__Written request__: Pull every line of text from the listing below and copy it word for word, leaving out the pictures.

__Records to use__:
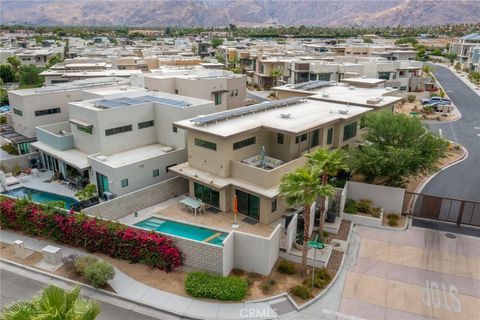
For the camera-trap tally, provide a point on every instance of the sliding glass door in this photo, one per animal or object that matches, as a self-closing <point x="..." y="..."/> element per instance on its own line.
<point x="207" y="194"/>
<point x="248" y="204"/>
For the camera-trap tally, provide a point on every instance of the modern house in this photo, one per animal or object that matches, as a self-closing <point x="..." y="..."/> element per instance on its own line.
<point x="226" y="89"/>
<point x="120" y="138"/>
<point x="244" y="152"/>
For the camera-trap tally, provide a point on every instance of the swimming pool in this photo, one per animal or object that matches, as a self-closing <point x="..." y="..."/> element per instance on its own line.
<point x="183" y="230"/>
<point x="40" y="196"/>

__Response__:
For the camera-trap tally, provide a point on every instance of the sliding glass door in this photo, one per animal or object that matches, as a self-closing <point x="..." y="..."/> element per instance on its own line.
<point x="207" y="194"/>
<point x="248" y="204"/>
For the camera-trap tally, provide a point on every instance of the modern house in this photo, one per animal or object that matches, as a self-closing <point x="..." y="..."/> element per instance on its own line.
<point x="226" y="89"/>
<point x="120" y="138"/>
<point x="244" y="152"/>
For the camera-trap tally, provide a point on every instance of the swimming pool in this photo, one per animal or object that matches, as a self-closing <point x="..." y="..."/> element per instance on its own line.
<point x="183" y="230"/>
<point x="40" y="196"/>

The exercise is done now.